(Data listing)
## Start
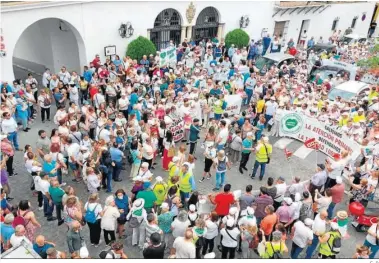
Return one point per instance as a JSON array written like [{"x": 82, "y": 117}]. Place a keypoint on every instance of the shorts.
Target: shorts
[
  {"x": 217, "y": 116},
  {"x": 208, "y": 165},
  {"x": 73, "y": 166}
]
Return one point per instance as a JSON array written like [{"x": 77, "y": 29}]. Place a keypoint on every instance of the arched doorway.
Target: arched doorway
[
  {"x": 167, "y": 26},
  {"x": 206, "y": 24},
  {"x": 48, "y": 43}
]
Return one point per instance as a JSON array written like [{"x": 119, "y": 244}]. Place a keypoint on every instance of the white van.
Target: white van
[
  {"x": 334, "y": 67},
  {"x": 348, "y": 90}
]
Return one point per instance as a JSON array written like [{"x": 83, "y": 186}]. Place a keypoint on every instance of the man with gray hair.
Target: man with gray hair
[{"x": 18, "y": 236}]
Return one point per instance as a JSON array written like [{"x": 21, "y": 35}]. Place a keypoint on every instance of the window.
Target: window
[
  {"x": 334, "y": 25},
  {"x": 354, "y": 22}
]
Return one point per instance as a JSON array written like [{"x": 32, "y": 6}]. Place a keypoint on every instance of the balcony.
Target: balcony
[{"x": 317, "y": 7}]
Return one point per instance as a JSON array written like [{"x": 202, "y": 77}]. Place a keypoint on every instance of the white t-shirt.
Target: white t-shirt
[
  {"x": 44, "y": 186},
  {"x": 41, "y": 100},
  {"x": 302, "y": 234},
  {"x": 92, "y": 206},
  {"x": 184, "y": 249},
  {"x": 337, "y": 169},
  {"x": 73, "y": 150},
  {"x": 280, "y": 191},
  {"x": 147, "y": 152},
  {"x": 223, "y": 135},
  {"x": 319, "y": 225},
  {"x": 228, "y": 241},
  {"x": 104, "y": 134},
  {"x": 123, "y": 103},
  {"x": 16, "y": 240},
  {"x": 179, "y": 228},
  {"x": 370, "y": 238},
  {"x": 212, "y": 229}
]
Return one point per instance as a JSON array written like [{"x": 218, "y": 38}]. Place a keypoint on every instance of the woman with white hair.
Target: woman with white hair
[
  {"x": 229, "y": 239},
  {"x": 109, "y": 219},
  {"x": 275, "y": 248},
  {"x": 327, "y": 249},
  {"x": 137, "y": 217}
]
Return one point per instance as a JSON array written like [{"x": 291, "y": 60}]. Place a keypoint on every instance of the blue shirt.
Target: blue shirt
[
  {"x": 310, "y": 43},
  {"x": 116, "y": 154},
  {"x": 122, "y": 204},
  {"x": 215, "y": 92},
  {"x": 194, "y": 133},
  {"x": 87, "y": 75},
  {"x": 43, "y": 249},
  {"x": 57, "y": 96},
  {"x": 246, "y": 143},
  {"x": 47, "y": 167},
  {"x": 117, "y": 62},
  {"x": 20, "y": 113},
  {"x": 119, "y": 140},
  {"x": 6, "y": 232}
]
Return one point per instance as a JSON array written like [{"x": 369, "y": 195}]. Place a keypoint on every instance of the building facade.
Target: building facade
[{"x": 53, "y": 34}]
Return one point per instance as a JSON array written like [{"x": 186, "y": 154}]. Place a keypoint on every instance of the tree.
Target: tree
[
  {"x": 372, "y": 62},
  {"x": 139, "y": 47},
  {"x": 238, "y": 37}
]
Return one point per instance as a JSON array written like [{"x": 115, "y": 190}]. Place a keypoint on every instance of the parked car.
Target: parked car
[
  {"x": 319, "y": 48},
  {"x": 333, "y": 67},
  {"x": 271, "y": 59},
  {"x": 348, "y": 90}
]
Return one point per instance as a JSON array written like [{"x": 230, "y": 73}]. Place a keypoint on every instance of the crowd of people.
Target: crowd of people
[{"x": 115, "y": 123}]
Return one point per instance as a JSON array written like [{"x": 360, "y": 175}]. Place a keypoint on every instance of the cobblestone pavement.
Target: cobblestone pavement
[{"x": 279, "y": 166}]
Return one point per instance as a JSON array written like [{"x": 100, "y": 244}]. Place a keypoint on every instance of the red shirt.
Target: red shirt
[
  {"x": 223, "y": 202},
  {"x": 337, "y": 193},
  {"x": 96, "y": 62},
  {"x": 93, "y": 91}
]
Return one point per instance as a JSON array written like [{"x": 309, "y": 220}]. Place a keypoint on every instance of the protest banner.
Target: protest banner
[
  {"x": 330, "y": 139},
  {"x": 233, "y": 104},
  {"x": 177, "y": 129},
  {"x": 167, "y": 56}
]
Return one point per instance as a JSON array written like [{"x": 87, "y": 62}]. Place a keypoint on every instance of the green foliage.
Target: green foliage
[
  {"x": 238, "y": 37},
  {"x": 139, "y": 47},
  {"x": 369, "y": 63}
]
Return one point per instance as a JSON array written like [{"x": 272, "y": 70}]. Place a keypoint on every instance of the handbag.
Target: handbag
[
  {"x": 134, "y": 223},
  {"x": 314, "y": 207},
  {"x": 268, "y": 158},
  {"x": 171, "y": 152}
]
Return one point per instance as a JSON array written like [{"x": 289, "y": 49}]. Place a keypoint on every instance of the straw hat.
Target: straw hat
[{"x": 342, "y": 214}]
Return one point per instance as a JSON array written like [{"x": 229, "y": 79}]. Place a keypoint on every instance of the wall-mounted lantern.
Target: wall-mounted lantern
[{"x": 126, "y": 30}]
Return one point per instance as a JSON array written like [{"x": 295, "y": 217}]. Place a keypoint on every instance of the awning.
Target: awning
[{"x": 297, "y": 10}]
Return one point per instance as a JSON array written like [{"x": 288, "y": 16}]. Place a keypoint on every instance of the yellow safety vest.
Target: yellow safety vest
[
  {"x": 261, "y": 154},
  {"x": 184, "y": 183},
  {"x": 326, "y": 248}
]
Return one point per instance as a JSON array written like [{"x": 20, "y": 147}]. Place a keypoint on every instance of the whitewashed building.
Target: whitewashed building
[{"x": 52, "y": 34}]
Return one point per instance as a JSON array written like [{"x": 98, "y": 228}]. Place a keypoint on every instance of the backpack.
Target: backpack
[
  {"x": 277, "y": 253},
  {"x": 336, "y": 245},
  {"x": 46, "y": 102},
  {"x": 103, "y": 254},
  {"x": 224, "y": 105},
  {"x": 221, "y": 165},
  {"x": 20, "y": 220},
  {"x": 90, "y": 215}
]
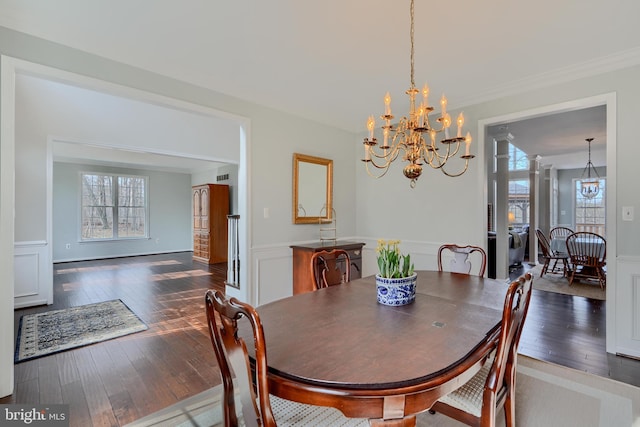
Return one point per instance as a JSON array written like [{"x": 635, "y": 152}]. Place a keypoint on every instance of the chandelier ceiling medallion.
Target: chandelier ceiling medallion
[
  {"x": 415, "y": 136},
  {"x": 589, "y": 187}
]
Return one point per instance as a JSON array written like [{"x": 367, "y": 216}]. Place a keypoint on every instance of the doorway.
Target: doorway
[
  {"x": 12, "y": 67},
  {"x": 607, "y": 100}
]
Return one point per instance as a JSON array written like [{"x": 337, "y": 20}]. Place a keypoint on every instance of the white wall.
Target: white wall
[
  {"x": 170, "y": 217},
  {"x": 272, "y": 137}
]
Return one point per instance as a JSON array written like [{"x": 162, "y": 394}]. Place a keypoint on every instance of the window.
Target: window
[
  {"x": 113, "y": 199},
  {"x": 590, "y": 213},
  {"x": 518, "y": 213},
  {"x": 517, "y": 159}
]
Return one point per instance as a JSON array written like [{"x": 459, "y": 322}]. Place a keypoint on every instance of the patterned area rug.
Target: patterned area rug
[
  {"x": 51, "y": 332},
  {"x": 555, "y": 282}
]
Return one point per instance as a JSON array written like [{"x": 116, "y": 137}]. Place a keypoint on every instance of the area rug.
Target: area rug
[
  {"x": 546, "y": 395},
  {"x": 54, "y": 331},
  {"x": 555, "y": 282}
]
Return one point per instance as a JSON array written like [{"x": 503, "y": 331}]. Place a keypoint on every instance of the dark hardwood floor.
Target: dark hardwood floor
[
  {"x": 115, "y": 382},
  {"x": 118, "y": 381},
  {"x": 571, "y": 331}
]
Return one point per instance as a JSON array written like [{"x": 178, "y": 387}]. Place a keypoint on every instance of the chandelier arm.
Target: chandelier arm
[
  {"x": 384, "y": 172},
  {"x": 466, "y": 165},
  {"x": 409, "y": 132},
  {"x": 392, "y": 154}
]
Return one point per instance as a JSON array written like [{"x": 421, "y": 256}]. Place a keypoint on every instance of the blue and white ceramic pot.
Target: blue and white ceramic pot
[{"x": 399, "y": 291}]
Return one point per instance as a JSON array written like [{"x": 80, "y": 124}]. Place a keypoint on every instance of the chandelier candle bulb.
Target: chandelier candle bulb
[
  {"x": 425, "y": 95},
  {"x": 387, "y": 104},
  {"x": 371, "y": 124},
  {"x": 460, "y": 123}
]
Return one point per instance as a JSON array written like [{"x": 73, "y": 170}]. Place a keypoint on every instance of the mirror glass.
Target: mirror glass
[{"x": 312, "y": 189}]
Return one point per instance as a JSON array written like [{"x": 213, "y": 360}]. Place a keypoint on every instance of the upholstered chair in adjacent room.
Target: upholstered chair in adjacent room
[
  {"x": 460, "y": 262},
  {"x": 549, "y": 255}
]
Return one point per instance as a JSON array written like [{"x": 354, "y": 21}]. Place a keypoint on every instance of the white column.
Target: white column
[
  {"x": 534, "y": 203},
  {"x": 233, "y": 252},
  {"x": 502, "y": 205}
]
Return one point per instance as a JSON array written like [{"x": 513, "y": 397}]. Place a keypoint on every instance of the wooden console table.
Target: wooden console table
[{"x": 302, "y": 280}]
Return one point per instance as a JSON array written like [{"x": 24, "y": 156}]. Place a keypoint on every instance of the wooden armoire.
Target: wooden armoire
[{"x": 210, "y": 210}]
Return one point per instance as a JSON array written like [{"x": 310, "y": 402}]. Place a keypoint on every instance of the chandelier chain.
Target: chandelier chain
[
  {"x": 414, "y": 134},
  {"x": 411, "y": 35}
]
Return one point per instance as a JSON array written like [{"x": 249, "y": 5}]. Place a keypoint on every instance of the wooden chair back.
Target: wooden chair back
[
  {"x": 588, "y": 255},
  {"x": 460, "y": 262},
  {"x": 545, "y": 246},
  {"x": 231, "y": 352},
  {"x": 559, "y": 232},
  {"x": 587, "y": 249},
  {"x": 329, "y": 268},
  {"x": 494, "y": 386}
]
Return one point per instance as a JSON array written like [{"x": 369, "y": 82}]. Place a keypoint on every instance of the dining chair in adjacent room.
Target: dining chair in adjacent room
[
  {"x": 559, "y": 233},
  {"x": 255, "y": 406},
  {"x": 477, "y": 401},
  {"x": 329, "y": 268},
  {"x": 588, "y": 254},
  {"x": 460, "y": 262},
  {"x": 550, "y": 255}
]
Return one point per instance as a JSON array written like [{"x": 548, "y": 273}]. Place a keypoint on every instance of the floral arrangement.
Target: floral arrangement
[{"x": 391, "y": 263}]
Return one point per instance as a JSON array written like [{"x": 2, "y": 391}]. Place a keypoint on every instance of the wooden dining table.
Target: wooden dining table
[{"x": 339, "y": 347}]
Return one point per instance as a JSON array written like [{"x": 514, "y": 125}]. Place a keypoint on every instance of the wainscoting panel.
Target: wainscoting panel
[
  {"x": 33, "y": 277},
  {"x": 273, "y": 273},
  {"x": 627, "y": 297}
]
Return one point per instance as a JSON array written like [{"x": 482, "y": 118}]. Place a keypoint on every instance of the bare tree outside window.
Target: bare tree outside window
[{"x": 109, "y": 200}]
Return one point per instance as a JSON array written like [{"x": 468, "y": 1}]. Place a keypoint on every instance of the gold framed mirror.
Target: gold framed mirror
[{"x": 312, "y": 189}]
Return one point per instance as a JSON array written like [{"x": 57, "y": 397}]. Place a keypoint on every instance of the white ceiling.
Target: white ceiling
[{"x": 333, "y": 60}]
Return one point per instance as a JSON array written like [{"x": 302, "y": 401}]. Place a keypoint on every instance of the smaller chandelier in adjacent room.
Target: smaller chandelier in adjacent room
[
  {"x": 415, "y": 135},
  {"x": 589, "y": 187}
]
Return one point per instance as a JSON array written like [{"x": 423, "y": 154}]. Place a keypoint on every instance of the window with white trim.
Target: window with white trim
[{"x": 113, "y": 207}]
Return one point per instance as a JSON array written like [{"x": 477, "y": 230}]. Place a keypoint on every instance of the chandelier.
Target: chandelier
[
  {"x": 589, "y": 187},
  {"x": 415, "y": 135}
]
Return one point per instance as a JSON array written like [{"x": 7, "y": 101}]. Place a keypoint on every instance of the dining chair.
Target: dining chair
[
  {"x": 460, "y": 262},
  {"x": 550, "y": 255},
  {"x": 477, "y": 401},
  {"x": 329, "y": 268},
  {"x": 588, "y": 255},
  {"x": 559, "y": 233},
  {"x": 254, "y": 405}
]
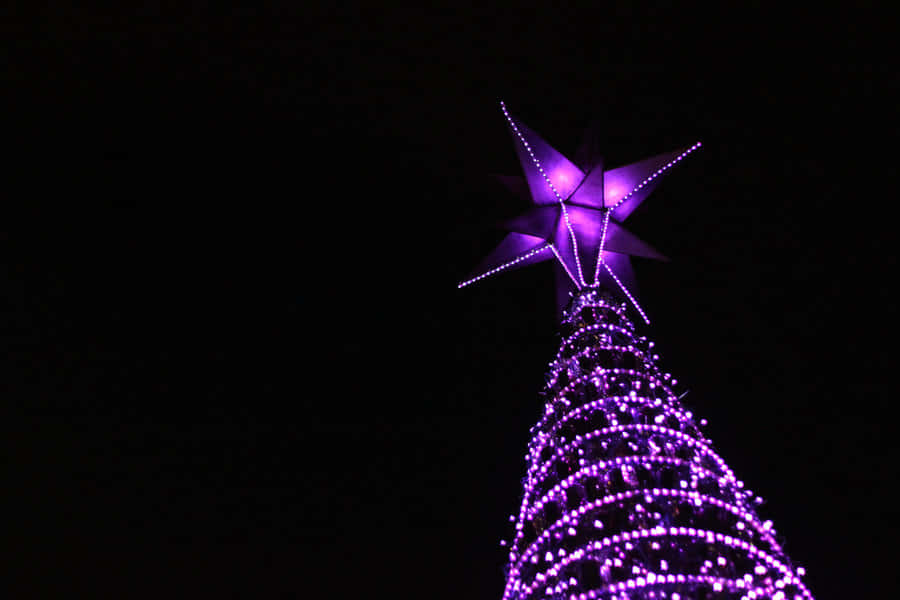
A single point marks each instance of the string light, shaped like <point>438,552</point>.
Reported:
<point>525,256</point>
<point>649,500</point>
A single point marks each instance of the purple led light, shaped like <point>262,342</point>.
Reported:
<point>614,429</point>
<point>624,498</point>
<point>504,266</point>
<point>562,204</point>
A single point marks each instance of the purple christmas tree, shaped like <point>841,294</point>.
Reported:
<point>624,496</point>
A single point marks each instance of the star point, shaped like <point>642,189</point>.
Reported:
<point>576,215</point>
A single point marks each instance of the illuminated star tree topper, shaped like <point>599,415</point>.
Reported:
<point>576,216</point>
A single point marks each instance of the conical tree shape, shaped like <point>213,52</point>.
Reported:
<point>624,496</point>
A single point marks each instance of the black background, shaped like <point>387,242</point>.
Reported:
<point>236,359</point>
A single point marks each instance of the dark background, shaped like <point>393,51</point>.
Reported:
<point>236,362</point>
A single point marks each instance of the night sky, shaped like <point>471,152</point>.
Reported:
<point>235,359</point>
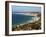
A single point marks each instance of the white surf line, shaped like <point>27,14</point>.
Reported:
<point>30,21</point>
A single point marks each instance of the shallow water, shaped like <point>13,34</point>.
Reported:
<point>19,19</point>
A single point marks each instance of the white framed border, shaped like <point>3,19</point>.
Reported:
<point>24,32</point>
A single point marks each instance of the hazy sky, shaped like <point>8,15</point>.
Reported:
<point>25,8</point>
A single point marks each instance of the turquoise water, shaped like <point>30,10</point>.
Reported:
<point>19,19</point>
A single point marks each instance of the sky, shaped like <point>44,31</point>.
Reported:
<point>25,8</point>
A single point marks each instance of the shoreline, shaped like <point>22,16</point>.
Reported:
<point>30,21</point>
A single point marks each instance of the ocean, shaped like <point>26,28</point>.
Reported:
<point>18,19</point>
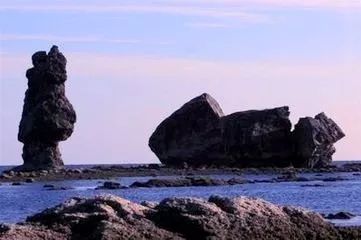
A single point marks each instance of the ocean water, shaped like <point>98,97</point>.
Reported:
<point>18,202</point>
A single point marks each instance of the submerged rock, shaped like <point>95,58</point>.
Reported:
<point>48,117</point>
<point>110,185</point>
<point>340,215</point>
<point>110,217</point>
<point>199,134</point>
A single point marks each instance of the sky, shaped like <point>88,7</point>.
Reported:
<point>132,63</point>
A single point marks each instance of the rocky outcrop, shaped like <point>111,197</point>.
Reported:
<point>110,217</point>
<point>257,138</point>
<point>198,134</point>
<point>48,117</point>
<point>314,139</point>
<point>191,135</point>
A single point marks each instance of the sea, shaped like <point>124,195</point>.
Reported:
<point>18,202</point>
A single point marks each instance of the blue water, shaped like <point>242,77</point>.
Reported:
<point>17,202</point>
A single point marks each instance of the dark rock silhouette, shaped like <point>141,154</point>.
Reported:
<point>314,138</point>
<point>257,138</point>
<point>191,135</point>
<point>48,117</point>
<point>111,217</point>
<point>198,134</point>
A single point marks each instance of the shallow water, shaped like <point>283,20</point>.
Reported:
<point>17,202</point>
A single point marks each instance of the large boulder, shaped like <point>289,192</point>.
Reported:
<point>198,134</point>
<point>257,138</point>
<point>191,135</point>
<point>110,217</point>
<point>48,117</point>
<point>314,139</point>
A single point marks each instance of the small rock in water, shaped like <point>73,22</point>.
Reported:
<point>149,204</point>
<point>29,180</point>
<point>313,185</point>
<point>54,188</point>
<point>334,179</point>
<point>340,215</point>
<point>111,185</point>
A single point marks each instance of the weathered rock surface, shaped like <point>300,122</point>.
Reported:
<point>198,134</point>
<point>191,135</point>
<point>314,138</point>
<point>257,138</point>
<point>110,217</point>
<point>48,117</point>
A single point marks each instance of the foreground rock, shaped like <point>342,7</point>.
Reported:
<point>199,134</point>
<point>48,117</point>
<point>110,217</point>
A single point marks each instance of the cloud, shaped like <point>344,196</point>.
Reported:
<point>208,25</point>
<point>125,88</point>
<point>40,37</point>
<point>306,4</point>
<point>165,8</point>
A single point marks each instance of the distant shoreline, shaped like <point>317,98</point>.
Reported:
<point>104,171</point>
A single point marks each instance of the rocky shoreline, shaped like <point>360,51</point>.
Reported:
<point>154,170</point>
<point>110,217</point>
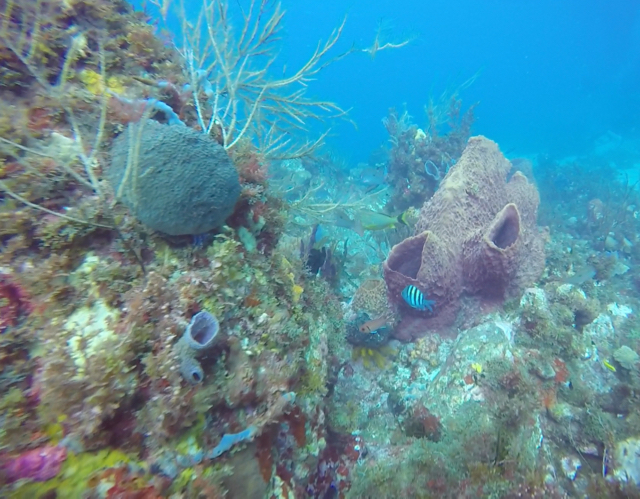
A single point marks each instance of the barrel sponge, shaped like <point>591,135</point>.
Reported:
<point>183,182</point>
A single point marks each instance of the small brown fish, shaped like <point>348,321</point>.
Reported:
<point>373,325</point>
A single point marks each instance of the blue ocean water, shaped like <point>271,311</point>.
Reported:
<point>552,76</point>
<point>439,322</point>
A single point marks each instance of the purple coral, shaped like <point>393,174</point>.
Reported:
<point>39,464</point>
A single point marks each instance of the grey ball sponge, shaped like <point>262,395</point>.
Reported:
<point>185,182</point>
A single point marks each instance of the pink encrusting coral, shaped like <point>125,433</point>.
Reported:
<point>39,464</point>
<point>476,238</point>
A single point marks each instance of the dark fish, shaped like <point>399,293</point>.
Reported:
<point>415,298</point>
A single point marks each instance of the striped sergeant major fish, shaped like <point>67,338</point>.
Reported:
<point>415,298</point>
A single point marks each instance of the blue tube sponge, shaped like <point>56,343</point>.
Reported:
<point>231,439</point>
<point>201,333</point>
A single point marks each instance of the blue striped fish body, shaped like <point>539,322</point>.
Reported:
<point>415,298</point>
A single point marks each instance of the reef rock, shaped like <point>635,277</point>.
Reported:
<point>475,244</point>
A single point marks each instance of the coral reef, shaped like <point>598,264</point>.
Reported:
<point>476,237</point>
<point>175,180</point>
<point>202,333</point>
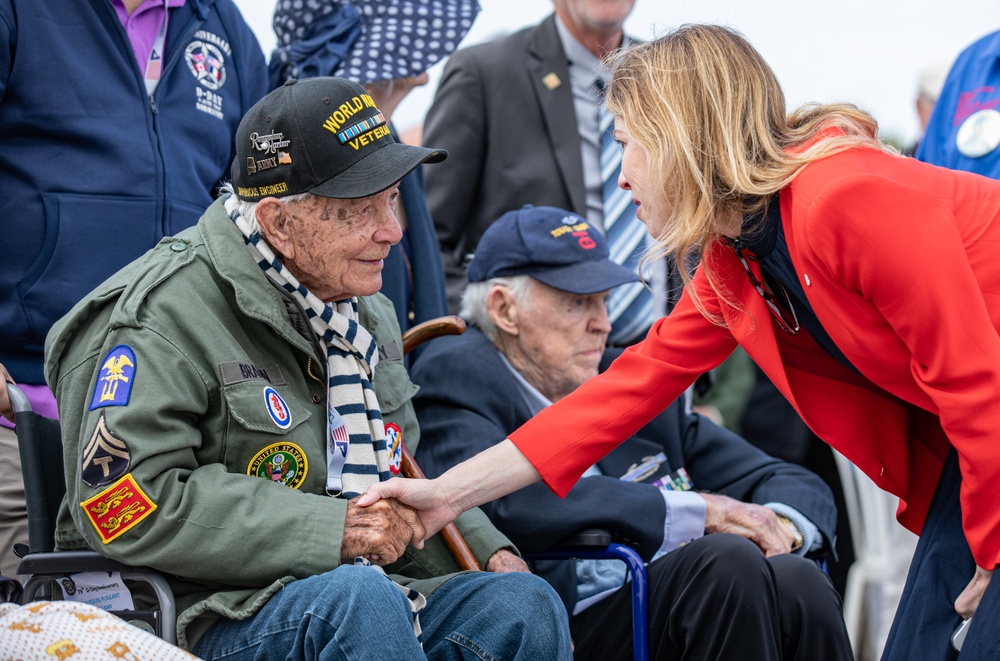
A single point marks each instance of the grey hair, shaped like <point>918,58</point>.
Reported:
<point>249,209</point>
<point>474,301</point>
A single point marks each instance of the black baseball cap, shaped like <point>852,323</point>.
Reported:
<point>323,136</point>
<point>554,246</point>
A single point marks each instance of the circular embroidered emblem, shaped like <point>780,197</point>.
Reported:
## End
• [Exercise brief]:
Transcribe the listing's lines verbatim, starting at the line that contains "A single point marks each instance of the circular" and continuing through the end of the listing.

• [Output for this task]:
A single point marks each instance of the circular embroidered emblem, shaped like <point>780,197</point>.
Reported:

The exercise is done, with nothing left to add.